__WORK TO DO__
Which lines of the material below contain the string "stamen"? Copy out each of them.

__Data entries__

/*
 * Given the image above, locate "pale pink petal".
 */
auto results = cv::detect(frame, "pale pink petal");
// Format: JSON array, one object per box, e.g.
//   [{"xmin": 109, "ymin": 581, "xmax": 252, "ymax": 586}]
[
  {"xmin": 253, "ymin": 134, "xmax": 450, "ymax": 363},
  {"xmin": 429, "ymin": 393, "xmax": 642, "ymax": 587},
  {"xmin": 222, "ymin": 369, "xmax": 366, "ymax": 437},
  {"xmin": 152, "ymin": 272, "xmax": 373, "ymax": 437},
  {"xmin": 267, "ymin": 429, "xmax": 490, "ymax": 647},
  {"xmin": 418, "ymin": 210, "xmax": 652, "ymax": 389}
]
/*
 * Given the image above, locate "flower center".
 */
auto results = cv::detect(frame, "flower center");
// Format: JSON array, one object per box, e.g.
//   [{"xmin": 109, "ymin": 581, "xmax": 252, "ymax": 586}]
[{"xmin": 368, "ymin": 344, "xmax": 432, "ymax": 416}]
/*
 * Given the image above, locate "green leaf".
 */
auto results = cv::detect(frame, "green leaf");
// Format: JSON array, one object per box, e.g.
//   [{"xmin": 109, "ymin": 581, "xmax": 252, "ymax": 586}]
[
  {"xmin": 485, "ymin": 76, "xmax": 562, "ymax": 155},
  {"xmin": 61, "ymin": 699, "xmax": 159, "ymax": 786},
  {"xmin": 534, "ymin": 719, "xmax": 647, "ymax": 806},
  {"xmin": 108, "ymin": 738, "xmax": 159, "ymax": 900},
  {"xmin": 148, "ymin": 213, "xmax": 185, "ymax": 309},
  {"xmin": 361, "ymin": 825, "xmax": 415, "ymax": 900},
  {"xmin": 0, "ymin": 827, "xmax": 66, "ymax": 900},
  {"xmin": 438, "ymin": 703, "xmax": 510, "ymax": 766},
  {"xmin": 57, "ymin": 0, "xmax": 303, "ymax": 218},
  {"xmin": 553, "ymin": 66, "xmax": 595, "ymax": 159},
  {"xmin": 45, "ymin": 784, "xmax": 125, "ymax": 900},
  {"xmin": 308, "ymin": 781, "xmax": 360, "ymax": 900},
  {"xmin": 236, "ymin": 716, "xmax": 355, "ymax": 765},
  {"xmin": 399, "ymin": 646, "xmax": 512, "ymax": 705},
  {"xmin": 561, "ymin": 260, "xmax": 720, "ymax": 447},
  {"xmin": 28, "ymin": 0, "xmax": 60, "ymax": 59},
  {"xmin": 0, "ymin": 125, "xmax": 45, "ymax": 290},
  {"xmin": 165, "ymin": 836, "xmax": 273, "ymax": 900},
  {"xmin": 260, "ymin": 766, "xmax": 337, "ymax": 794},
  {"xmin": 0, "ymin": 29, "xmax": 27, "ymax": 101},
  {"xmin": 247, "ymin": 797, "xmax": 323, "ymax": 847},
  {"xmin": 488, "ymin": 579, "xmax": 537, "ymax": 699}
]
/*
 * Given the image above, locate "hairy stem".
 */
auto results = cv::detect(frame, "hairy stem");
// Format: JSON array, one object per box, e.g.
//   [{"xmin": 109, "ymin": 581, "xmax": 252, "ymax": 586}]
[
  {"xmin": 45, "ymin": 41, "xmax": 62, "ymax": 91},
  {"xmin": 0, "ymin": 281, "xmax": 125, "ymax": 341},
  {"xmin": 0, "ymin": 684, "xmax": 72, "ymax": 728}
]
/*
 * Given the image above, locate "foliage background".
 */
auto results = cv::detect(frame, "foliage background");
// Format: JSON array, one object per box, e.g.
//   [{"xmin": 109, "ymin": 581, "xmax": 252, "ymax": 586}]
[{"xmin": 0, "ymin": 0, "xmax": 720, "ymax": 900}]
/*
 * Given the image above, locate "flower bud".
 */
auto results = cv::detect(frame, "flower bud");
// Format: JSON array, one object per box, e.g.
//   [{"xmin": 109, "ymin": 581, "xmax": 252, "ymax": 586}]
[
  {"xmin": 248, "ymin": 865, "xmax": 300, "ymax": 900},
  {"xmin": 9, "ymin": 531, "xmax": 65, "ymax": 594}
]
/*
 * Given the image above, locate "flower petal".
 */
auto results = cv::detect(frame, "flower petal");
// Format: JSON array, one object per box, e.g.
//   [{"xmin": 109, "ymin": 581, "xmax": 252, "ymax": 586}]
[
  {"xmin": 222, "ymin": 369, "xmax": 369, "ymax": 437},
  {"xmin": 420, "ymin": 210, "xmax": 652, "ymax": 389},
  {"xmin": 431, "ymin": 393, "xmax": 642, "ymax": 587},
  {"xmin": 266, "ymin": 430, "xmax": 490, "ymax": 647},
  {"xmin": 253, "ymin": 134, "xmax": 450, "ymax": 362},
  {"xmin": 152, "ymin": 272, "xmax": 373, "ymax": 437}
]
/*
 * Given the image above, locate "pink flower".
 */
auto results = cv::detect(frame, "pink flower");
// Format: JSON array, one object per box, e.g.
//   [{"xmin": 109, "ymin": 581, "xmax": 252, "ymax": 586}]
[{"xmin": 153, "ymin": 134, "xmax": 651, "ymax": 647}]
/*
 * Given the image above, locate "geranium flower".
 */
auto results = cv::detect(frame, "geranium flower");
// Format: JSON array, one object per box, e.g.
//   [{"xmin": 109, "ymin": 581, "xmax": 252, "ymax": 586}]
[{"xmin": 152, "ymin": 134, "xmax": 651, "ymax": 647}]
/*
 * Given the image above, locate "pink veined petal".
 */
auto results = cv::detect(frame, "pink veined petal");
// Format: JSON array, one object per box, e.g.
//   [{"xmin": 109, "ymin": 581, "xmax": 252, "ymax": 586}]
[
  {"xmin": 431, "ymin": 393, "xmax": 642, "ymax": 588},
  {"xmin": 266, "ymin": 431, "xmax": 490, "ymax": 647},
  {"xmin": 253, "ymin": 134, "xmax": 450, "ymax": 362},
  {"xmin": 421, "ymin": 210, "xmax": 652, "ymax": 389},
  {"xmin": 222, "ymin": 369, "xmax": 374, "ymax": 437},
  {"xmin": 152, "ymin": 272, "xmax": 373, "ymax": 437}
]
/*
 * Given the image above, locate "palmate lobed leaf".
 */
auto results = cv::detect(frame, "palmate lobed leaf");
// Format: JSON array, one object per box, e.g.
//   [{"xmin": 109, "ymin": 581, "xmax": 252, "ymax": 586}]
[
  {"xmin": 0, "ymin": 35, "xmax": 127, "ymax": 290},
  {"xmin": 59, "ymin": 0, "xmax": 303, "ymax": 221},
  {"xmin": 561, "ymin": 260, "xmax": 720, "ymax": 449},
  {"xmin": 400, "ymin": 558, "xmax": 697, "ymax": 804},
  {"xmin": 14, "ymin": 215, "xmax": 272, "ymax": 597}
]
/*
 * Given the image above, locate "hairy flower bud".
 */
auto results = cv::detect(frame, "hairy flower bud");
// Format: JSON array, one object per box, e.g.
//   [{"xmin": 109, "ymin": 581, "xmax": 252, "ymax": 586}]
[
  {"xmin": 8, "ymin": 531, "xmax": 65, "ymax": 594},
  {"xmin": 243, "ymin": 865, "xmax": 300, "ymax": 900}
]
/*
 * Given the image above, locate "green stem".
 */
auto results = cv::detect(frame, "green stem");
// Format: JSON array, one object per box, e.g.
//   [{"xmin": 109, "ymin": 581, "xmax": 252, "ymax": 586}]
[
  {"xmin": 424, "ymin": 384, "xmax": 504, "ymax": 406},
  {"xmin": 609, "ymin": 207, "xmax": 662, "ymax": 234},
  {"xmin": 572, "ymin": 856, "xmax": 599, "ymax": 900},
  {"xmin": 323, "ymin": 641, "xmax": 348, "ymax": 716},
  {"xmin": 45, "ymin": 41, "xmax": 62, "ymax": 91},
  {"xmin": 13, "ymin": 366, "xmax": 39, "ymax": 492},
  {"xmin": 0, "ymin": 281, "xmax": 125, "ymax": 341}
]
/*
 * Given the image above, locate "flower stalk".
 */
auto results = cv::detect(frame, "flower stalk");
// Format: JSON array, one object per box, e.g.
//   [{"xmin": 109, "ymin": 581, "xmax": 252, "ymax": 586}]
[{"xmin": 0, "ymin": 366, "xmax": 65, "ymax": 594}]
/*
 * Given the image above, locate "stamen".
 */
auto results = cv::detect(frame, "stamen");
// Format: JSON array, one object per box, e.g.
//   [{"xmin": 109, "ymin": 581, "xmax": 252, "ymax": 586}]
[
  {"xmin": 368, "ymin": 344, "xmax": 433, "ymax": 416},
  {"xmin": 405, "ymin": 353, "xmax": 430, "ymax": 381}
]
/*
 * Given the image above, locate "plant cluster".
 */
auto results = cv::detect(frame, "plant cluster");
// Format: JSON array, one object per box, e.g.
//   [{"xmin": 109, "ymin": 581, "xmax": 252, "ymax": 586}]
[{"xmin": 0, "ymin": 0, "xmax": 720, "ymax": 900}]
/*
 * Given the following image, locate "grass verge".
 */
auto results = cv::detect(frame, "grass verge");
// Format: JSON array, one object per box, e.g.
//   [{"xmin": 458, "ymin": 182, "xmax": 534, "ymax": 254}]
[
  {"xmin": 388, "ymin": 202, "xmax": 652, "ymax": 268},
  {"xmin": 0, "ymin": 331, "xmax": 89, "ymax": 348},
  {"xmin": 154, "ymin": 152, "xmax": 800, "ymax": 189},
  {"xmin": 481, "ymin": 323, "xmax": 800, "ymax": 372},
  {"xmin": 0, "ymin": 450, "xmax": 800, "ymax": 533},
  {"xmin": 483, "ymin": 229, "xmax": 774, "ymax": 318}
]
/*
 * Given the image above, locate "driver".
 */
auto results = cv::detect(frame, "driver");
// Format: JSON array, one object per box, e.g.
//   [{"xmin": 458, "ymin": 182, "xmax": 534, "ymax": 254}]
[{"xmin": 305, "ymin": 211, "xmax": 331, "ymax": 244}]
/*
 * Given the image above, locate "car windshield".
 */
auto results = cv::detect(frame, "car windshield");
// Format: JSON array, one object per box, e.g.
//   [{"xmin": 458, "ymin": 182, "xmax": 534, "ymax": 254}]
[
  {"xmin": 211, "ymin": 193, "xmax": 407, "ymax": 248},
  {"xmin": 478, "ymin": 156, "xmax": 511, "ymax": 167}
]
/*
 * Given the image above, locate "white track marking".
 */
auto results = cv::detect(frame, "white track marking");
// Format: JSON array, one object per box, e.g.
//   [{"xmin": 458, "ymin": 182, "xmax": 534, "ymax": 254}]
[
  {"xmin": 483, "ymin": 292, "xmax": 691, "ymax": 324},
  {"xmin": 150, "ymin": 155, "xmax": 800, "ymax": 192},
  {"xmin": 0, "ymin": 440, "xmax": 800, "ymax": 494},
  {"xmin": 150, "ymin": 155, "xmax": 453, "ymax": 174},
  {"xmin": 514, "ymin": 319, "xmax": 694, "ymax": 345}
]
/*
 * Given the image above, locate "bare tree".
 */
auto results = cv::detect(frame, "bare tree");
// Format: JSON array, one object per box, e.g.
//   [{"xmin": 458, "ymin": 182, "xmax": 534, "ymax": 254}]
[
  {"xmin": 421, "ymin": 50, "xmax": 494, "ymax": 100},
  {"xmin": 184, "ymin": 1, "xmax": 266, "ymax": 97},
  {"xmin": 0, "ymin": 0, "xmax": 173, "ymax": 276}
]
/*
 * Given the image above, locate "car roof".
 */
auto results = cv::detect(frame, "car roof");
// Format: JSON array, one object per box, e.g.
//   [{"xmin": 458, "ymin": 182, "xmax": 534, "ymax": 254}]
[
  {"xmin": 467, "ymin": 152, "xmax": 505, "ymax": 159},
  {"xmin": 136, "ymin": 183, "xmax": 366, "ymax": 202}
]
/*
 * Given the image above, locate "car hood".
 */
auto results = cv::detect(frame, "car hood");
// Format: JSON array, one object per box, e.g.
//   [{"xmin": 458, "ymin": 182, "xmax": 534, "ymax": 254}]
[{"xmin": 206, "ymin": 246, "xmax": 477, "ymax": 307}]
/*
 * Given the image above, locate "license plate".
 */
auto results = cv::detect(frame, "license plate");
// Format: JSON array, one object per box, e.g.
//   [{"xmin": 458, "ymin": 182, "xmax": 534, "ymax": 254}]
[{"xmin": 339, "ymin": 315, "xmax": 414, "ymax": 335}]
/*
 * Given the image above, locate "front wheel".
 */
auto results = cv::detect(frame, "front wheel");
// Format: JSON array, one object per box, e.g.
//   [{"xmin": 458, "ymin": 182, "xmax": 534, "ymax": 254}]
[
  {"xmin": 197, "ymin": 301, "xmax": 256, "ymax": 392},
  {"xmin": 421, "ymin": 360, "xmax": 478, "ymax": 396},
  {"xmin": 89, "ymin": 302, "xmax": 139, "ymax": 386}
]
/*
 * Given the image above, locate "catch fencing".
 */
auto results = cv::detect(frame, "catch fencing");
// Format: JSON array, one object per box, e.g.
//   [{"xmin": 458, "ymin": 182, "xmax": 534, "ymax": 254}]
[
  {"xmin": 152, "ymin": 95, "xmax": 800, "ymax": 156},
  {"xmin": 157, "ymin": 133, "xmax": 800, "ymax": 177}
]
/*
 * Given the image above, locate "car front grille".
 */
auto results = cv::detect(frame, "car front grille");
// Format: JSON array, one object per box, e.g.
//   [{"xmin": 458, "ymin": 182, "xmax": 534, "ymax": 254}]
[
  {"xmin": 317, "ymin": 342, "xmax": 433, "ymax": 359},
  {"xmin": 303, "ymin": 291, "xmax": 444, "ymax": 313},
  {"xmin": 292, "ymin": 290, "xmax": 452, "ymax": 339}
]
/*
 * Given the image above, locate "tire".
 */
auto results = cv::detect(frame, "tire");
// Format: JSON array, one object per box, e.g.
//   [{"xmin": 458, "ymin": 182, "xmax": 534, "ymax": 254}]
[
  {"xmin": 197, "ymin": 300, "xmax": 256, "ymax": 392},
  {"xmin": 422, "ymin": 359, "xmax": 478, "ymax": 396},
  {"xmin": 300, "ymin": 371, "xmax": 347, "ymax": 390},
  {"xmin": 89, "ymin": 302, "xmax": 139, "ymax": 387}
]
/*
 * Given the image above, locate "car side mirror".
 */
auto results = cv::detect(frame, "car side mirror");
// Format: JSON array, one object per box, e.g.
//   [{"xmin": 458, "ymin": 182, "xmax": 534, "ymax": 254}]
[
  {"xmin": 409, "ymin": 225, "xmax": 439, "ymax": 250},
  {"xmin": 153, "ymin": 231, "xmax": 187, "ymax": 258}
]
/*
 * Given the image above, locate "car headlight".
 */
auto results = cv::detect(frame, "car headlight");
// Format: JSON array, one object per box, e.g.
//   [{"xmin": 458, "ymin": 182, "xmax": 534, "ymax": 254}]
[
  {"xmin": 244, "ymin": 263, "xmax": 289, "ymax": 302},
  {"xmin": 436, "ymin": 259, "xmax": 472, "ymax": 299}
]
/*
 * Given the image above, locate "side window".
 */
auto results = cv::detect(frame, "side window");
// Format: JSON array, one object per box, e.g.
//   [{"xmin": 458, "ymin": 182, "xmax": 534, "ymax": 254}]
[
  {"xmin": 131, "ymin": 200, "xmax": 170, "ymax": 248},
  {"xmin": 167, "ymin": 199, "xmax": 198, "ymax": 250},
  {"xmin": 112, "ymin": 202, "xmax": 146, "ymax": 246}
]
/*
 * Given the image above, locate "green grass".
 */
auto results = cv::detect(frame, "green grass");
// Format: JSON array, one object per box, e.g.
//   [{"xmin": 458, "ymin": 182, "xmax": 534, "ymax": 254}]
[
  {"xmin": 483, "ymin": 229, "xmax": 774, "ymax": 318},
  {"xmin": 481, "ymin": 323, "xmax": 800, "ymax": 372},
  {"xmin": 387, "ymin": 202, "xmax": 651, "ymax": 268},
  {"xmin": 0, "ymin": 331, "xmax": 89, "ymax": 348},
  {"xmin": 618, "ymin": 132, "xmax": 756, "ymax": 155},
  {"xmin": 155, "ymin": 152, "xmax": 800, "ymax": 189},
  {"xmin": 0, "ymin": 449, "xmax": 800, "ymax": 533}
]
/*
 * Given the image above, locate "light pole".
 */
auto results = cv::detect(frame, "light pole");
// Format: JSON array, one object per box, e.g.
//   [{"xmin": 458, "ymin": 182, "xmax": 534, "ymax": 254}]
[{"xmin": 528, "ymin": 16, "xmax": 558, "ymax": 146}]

__REPLY TO THE EXERCISE__
 * Given the image above, locate "stamen".
auto results = cv::detect(frame, "stamen");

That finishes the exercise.